#### Exercise requirements
Pull out every line in the rows below that contains the string "asphalt", and copy each one unchanged. Case counts.

-- begin --

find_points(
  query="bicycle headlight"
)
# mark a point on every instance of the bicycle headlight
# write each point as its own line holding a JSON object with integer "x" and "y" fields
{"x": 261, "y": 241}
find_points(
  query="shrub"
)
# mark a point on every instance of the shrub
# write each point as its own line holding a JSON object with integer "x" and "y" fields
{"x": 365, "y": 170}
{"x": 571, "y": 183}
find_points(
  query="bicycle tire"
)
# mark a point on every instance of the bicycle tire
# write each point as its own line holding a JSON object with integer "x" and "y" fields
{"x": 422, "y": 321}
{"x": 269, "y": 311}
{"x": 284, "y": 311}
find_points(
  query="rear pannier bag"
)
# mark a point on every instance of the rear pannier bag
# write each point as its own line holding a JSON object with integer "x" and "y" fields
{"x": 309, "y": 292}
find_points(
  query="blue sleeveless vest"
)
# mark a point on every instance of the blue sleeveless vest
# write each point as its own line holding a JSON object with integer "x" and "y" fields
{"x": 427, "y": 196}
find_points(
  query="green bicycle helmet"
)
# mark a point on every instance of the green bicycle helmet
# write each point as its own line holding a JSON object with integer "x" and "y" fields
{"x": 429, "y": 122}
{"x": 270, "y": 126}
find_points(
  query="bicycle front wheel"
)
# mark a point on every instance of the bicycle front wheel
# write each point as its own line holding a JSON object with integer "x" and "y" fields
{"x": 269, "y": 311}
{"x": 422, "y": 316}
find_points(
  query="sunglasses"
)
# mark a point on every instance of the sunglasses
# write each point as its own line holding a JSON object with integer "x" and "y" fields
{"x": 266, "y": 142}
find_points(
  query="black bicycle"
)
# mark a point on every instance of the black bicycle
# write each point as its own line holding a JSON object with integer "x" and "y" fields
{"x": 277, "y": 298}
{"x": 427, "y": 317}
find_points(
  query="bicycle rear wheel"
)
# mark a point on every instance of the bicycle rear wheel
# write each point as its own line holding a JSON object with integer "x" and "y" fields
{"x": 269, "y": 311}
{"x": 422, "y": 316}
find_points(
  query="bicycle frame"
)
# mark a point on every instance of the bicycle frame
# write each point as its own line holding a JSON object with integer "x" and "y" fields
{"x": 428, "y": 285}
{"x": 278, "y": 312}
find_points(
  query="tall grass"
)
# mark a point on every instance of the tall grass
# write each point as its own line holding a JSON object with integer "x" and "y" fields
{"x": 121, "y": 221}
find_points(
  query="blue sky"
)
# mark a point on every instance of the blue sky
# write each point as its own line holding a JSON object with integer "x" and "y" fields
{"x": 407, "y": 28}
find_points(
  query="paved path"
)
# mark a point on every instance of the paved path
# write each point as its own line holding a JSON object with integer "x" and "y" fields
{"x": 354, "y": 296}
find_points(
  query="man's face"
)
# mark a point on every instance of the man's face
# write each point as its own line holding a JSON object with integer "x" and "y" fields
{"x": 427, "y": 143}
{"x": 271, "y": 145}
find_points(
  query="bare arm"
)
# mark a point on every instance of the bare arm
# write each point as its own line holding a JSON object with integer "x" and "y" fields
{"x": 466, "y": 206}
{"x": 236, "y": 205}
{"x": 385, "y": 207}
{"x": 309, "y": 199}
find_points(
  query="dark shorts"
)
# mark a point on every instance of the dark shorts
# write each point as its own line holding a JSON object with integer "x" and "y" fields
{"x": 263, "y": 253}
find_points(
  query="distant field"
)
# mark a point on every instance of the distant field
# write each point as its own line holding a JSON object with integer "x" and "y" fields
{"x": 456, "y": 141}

-- end --
-- begin --

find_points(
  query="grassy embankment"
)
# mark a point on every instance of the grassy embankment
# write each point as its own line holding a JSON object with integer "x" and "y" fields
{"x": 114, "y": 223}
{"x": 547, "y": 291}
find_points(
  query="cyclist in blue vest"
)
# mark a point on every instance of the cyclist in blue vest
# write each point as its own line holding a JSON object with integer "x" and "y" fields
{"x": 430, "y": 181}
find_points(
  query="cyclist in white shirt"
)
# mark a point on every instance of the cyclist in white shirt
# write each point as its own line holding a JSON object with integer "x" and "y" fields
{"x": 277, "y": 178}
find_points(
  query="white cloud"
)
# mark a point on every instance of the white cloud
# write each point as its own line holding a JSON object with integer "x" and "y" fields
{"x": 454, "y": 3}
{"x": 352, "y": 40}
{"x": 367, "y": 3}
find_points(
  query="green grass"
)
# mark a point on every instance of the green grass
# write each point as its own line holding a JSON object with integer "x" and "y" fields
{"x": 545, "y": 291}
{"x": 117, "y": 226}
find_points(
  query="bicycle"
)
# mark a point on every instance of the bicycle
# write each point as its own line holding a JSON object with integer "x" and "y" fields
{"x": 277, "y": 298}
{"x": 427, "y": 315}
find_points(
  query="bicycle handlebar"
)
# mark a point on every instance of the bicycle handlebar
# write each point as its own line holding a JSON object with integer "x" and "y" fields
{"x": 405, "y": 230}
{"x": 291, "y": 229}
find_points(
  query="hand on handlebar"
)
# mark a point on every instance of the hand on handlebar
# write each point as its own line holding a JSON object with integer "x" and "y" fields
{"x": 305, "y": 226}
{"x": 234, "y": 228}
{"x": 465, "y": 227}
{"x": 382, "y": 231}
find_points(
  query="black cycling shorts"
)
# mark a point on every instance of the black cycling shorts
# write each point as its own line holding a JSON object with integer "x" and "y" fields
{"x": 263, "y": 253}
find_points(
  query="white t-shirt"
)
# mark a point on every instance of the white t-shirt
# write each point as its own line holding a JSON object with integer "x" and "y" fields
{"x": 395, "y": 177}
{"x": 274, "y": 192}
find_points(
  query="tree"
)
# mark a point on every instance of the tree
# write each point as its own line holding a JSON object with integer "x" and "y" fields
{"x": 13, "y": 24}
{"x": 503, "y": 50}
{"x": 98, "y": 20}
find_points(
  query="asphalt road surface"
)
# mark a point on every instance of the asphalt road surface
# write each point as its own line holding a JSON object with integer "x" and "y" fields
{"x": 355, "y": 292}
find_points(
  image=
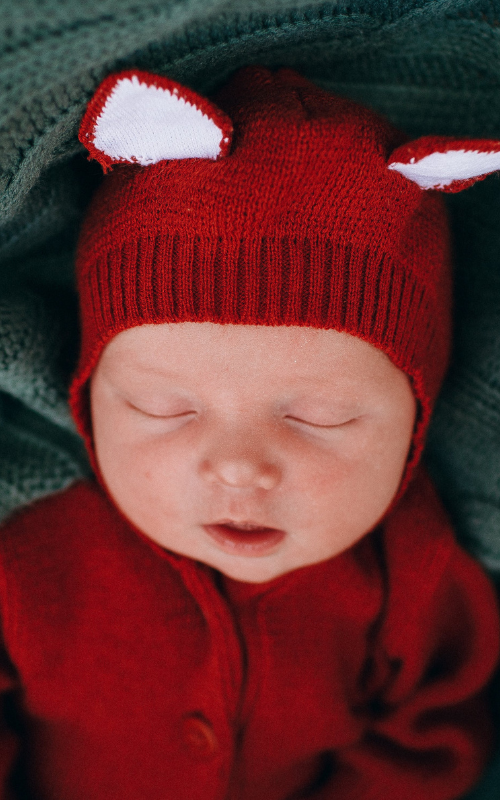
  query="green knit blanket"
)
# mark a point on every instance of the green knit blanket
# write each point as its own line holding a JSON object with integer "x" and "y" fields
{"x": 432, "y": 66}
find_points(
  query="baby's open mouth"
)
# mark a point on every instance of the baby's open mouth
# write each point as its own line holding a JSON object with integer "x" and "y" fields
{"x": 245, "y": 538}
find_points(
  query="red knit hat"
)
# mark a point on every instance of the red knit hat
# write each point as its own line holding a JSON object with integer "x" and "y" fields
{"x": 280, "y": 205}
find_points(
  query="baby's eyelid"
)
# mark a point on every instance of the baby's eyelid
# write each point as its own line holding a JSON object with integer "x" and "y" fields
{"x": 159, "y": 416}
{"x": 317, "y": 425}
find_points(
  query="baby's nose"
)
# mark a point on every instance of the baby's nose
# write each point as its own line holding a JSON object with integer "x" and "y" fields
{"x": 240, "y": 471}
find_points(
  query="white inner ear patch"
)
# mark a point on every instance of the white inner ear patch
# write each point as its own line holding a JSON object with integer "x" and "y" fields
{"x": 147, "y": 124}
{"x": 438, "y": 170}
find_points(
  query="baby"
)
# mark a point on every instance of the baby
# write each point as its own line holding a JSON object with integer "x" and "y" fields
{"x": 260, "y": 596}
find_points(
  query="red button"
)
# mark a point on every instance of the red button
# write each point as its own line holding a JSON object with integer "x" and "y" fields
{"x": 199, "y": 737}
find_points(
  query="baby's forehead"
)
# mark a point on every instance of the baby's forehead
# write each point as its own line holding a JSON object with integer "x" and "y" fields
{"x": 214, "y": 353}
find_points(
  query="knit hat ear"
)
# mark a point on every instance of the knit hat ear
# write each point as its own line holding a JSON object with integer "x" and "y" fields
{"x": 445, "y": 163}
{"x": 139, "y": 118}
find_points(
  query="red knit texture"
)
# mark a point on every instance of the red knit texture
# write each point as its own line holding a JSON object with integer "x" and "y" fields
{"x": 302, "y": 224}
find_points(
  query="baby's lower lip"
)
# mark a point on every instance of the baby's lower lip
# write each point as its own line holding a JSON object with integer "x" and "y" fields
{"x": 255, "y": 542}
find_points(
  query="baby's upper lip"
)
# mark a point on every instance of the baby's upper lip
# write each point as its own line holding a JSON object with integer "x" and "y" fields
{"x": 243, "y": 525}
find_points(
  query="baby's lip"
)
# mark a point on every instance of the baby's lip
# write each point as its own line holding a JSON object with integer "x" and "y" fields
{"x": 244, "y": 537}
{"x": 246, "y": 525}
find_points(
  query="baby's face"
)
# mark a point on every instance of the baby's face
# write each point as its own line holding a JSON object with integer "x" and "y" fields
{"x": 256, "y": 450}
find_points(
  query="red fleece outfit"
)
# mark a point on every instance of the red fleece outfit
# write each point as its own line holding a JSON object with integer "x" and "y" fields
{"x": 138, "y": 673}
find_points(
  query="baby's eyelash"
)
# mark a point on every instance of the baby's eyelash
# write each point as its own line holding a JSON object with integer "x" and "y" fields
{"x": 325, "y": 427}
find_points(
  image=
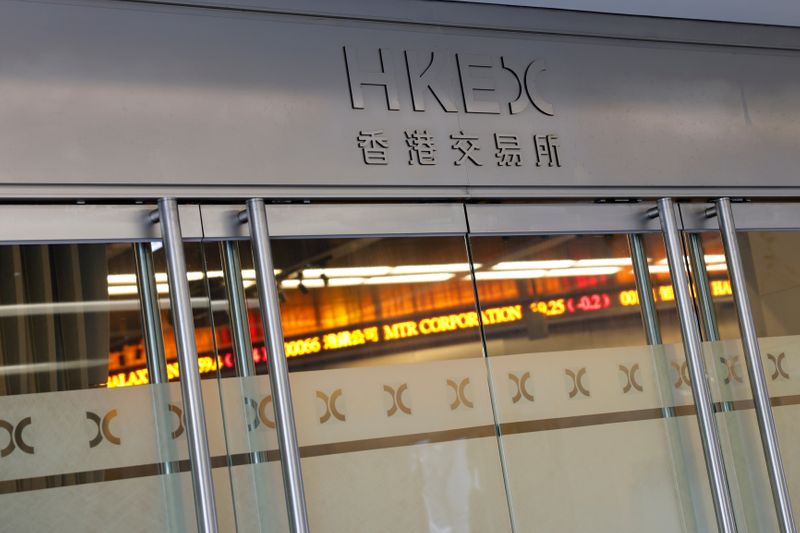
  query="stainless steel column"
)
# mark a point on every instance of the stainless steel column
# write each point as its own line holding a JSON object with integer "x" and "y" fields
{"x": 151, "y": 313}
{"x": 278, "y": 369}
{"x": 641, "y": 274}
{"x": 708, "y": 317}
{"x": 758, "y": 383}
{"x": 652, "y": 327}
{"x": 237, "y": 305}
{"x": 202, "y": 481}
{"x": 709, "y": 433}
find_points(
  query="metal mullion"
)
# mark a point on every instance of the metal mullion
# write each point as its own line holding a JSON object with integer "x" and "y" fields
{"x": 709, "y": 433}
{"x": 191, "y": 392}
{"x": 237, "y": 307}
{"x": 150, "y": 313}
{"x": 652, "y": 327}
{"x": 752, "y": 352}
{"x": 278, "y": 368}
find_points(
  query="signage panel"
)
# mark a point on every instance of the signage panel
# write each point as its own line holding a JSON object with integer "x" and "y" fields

-- end --
-- begin --

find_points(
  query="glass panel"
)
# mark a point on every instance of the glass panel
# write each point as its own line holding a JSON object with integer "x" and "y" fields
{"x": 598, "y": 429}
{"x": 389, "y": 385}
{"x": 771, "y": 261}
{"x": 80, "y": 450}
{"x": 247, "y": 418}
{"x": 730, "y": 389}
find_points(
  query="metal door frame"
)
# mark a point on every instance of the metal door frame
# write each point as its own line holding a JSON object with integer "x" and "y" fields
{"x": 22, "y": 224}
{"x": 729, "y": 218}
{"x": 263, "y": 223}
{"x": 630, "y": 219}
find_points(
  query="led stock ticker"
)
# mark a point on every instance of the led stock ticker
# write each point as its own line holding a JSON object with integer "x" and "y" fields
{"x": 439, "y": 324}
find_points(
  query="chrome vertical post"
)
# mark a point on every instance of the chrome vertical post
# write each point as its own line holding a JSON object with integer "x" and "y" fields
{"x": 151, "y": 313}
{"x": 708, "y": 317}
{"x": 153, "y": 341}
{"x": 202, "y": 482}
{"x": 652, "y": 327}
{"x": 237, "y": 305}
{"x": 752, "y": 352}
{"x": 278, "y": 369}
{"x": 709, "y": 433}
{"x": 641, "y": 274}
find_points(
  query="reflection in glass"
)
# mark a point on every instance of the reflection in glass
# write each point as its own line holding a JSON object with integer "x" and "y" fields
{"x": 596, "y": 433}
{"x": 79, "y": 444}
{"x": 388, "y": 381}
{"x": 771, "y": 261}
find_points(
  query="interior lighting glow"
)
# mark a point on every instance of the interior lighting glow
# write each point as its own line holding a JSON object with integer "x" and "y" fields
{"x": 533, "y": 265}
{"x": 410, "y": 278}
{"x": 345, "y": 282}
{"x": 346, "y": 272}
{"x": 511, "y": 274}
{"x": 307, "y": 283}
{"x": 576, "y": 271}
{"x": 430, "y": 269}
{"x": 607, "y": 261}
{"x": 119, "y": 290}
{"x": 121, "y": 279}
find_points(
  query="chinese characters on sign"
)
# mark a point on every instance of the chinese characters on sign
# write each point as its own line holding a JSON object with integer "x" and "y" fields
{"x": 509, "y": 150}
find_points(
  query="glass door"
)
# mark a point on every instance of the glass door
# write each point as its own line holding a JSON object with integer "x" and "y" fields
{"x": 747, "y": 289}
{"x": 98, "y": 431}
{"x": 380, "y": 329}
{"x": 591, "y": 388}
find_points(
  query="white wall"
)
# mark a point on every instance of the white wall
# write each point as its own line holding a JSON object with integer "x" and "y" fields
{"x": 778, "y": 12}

-- end --

#### Expected answer
  query="asphalt road surface"
# mark a point on every instance of the asphalt road surface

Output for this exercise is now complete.